_Challenge_
Exact repetition of every entry is required.

_Dataset extract_
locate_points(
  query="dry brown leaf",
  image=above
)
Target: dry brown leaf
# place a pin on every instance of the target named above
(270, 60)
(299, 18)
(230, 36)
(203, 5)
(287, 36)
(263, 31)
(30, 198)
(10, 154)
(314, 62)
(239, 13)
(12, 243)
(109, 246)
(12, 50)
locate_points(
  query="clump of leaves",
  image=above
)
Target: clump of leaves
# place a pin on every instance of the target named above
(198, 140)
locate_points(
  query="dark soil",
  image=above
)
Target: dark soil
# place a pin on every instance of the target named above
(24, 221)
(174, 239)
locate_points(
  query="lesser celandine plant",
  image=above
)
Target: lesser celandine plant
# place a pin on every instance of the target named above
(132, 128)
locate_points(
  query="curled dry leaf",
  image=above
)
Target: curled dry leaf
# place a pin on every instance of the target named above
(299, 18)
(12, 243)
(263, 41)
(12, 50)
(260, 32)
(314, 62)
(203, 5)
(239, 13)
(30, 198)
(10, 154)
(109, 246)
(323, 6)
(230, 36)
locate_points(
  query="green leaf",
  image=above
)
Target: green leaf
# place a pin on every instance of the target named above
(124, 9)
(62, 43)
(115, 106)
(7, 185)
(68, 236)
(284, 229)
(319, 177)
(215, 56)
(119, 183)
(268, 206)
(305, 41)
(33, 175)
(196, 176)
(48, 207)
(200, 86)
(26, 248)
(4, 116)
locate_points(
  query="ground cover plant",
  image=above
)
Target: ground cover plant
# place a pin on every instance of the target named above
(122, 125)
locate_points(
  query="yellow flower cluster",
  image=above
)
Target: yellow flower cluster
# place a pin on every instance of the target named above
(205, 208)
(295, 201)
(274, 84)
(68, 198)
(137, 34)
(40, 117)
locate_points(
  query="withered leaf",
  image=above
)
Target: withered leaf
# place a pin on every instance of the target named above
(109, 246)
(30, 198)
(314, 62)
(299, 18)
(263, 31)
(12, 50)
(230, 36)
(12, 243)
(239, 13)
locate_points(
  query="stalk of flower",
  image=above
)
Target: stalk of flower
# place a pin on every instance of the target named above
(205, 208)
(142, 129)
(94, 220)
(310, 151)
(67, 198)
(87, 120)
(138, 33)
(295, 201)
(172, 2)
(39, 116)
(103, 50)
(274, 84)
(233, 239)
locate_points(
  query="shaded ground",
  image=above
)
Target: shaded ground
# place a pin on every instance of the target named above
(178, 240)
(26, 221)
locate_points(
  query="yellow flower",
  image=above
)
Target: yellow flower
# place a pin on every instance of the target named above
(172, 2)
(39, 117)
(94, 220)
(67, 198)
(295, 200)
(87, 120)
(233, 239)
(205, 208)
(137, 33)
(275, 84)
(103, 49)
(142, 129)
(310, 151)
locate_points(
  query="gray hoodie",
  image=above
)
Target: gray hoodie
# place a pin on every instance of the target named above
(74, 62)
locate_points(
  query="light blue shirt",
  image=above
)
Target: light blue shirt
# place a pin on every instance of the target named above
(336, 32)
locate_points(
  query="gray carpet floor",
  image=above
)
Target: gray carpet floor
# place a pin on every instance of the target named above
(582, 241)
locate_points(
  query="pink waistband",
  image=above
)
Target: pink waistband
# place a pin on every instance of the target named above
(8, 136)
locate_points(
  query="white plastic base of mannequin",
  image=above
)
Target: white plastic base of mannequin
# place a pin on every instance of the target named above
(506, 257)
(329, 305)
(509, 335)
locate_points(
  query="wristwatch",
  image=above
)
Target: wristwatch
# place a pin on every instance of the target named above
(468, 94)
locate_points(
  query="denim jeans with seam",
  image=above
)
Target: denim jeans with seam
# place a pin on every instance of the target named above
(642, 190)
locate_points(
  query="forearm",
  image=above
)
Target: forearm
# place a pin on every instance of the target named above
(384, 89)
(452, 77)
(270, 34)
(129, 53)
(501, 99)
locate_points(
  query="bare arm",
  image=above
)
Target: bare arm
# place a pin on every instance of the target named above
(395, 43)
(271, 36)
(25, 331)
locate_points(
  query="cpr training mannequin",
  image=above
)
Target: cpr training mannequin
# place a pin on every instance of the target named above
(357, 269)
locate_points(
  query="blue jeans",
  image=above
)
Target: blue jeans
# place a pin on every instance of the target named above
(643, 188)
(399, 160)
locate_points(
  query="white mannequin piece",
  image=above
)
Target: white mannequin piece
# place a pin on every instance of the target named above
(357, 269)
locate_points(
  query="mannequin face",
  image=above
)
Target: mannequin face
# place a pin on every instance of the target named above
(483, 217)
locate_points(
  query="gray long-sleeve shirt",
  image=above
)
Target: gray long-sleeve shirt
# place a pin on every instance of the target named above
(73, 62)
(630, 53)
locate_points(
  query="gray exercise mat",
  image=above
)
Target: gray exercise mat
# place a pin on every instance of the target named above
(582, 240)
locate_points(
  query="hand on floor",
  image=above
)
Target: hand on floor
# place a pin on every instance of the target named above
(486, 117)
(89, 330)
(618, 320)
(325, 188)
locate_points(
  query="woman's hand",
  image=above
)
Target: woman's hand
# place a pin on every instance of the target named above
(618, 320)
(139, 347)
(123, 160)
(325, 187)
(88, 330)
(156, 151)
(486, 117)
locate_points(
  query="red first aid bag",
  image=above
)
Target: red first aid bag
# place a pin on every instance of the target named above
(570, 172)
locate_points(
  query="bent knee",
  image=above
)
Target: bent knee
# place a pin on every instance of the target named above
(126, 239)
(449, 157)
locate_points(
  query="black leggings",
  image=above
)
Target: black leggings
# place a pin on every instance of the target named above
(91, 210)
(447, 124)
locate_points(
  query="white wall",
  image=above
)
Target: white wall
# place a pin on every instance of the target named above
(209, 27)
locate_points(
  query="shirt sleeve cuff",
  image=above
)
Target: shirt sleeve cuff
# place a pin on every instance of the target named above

_In response_
locate_points(
  query="dry brown leaf",
  image=above
)
Target: dry brown leaf
# place a pin on every instance of the target named above
(270, 60)
(299, 18)
(230, 36)
(203, 5)
(287, 36)
(263, 31)
(30, 198)
(10, 154)
(314, 62)
(239, 13)
(12, 243)
(109, 246)
(12, 50)
locate_points(
  query="clump of leaves",
  image=above
)
Target: clump of leaves
# place a pin on every instance of the target named above
(198, 140)
locate_points(
  query="dark soil",
  image=above
)
Target: dark soil
# place a pin on every instance of the target named above
(24, 221)
(174, 239)
locate_points(
  query="lesser celandine plant",
  image=above
)
Target: lesser celandine plant
# place a pin on every instance of the target named above
(132, 128)
locate_points(
  query="curled dry leaf",
  image=above
)
Target: curled dry leaf
# place a pin on every instance of the target named above
(299, 18)
(12, 243)
(263, 41)
(12, 50)
(260, 32)
(314, 62)
(203, 5)
(239, 13)
(30, 198)
(10, 154)
(109, 246)
(323, 6)
(230, 36)
locate_points(
  query="green leaf",
  image=above
)
Target: green leaf
# place a pin on every instance of the target named above
(124, 9)
(62, 43)
(115, 106)
(7, 185)
(68, 236)
(284, 229)
(319, 177)
(215, 56)
(119, 183)
(268, 206)
(305, 41)
(33, 175)
(196, 176)
(48, 207)
(200, 86)
(26, 248)
(4, 116)
locate_points(
  query="ground cover plant",
  image=above
)
Target: ground cover plant
# place a pin on every instance of the target named above
(122, 125)
locate_points(
  query="yellow flower cluster",
  image=above
)
Target: yellow flower cluster
# place a pin on every instance of the target named above
(205, 208)
(295, 201)
(274, 84)
(68, 198)
(137, 34)
(40, 117)
locate_points(
  query="withered leaf",
  image=above
)
Target: withered leaf
# place a pin on every instance of the target named above
(109, 246)
(30, 198)
(314, 62)
(299, 18)
(263, 31)
(12, 50)
(230, 36)
(12, 243)
(239, 13)
locate_points(
  query="stalk of flower",
  image=above
)
Target: stalk of flower
# place a pin on every instance of the target named above
(205, 208)
(142, 129)
(94, 220)
(310, 151)
(67, 198)
(87, 120)
(138, 33)
(295, 201)
(172, 2)
(39, 116)
(103, 50)
(274, 84)
(233, 239)
locate_points(
  query="shaded ground",
  image=above
)
Target: shaded ground
# place a pin on every instance of the target named above
(178, 240)
(26, 221)
locate_points(
  query="yellow flower",
  image=above
)
Target: yellow flower
# place a pin on every instance of the target named above
(172, 2)
(39, 117)
(94, 220)
(67, 198)
(295, 200)
(87, 120)
(233, 239)
(205, 208)
(137, 33)
(275, 84)
(103, 49)
(142, 129)
(310, 151)
locate_points(
  query="gray hoodie",
  image=above
)
Target: gray hoodie
# place a pin on every instance of the target named above
(74, 62)
locate_points(
  query="light blue shirt",
  image=above
)
Target: light blue shirt
# place a pin on every instance of the target named above
(336, 32)
locate_points(
  query="gray carpet floor",
  image=above
)
Target: gray carpet floor
# place a pin on every instance of the target named above
(582, 241)
locate_points(
  query="pink waistband",
  image=above
)
Target: pink waistband
# place a pin on every instance of the target named above
(8, 136)
locate_points(
  query="white plastic base of mannequin",
  image=above
)
Target: white plastic base of mannequin
# place a pin on every instance of the target named above
(506, 257)
(329, 305)
(509, 335)
locate_points(
  query="wristwatch",
  image=above
)
Target: wristwatch
# place a pin on every instance of the target named above
(468, 94)
locate_points(
  query="denim jeans with seam",
  image=above
)
Target: denim jeans with seam
# place a pin on every instance of the target named above
(642, 190)
locate_points(
  query="forearm",
  image=above
)
Target: forearm
# place a pin on every instance of the target named above
(384, 89)
(452, 77)
(270, 34)
(129, 53)
(501, 99)
locate_points(
  query="bare arm",
  image=above
)
Target: bare arm
# place a pin on every instance of the target named above
(395, 43)
(271, 36)
(25, 331)
locate_points(
  query="cpr training mannequin",
  image=above
)
Target: cpr training mannequin
# place a pin on every instance of the target named above
(357, 269)
locate_points(
  query="blue jeans",
  image=above
)
Target: blue jeans
# place a pin on every instance of the target named above
(643, 188)
(399, 160)
locate_points(
  query="white mannequin piece",
  image=above
)
Target: white mannequin piece
# place a pin on every instance of the target named above
(357, 269)
locate_points(
  query="mannequin face",
  image=above
)
Target: mannequin face
# place a pin on every instance of the target named above
(483, 217)
locate_points(
  query="gray long-sleeve shirt",
  image=above
)
Target: gray long-sleeve shirt
# place a pin on every instance of the target named above
(73, 62)
(630, 53)
locate_points(
  query="gray exercise mat",
  image=above
)
Target: gray exercise mat
# place a pin on every instance of the target named above
(582, 240)
locate_points(
  query="hand on floor",
  image=above
)
Target: hand on floor
# place a pin on every instance of the target named above
(486, 117)
(89, 330)
(618, 320)
(325, 188)
locate_points(
  query="woman's hand",
  image=above
)
Target: woman's hand
# place a pin on every instance of the target named above
(618, 320)
(139, 347)
(123, 160)
(325, 187)
(88, 330)
(156, 151)
(486, 117)
locate_points(
  query="red first aid bag",
  image=above
)
Target: red first aid bag
# place a pin on every instance of the target named above
(570, 172)
locate_points(
  query="bent knee",
  image=above
)
Target: bent knee
# place a pin on every instance of the target named above
(126, 239)
(449, 157)
locate_points(
  query="black leggings",
  image=above
)
Target: black leggings
# place a pin on every instance of the target named above
(91, 210)
(447, 124)
locate_points(
  query="white wall",
  image=above
)
Target: white wall
# place a pin on every instance of the target named above
(209, 27)
locate_points(
  query="shirt sleeve cuff",
  image=above
)
Target: shirt sleeve cuff
# place a pin on every instance of the target named above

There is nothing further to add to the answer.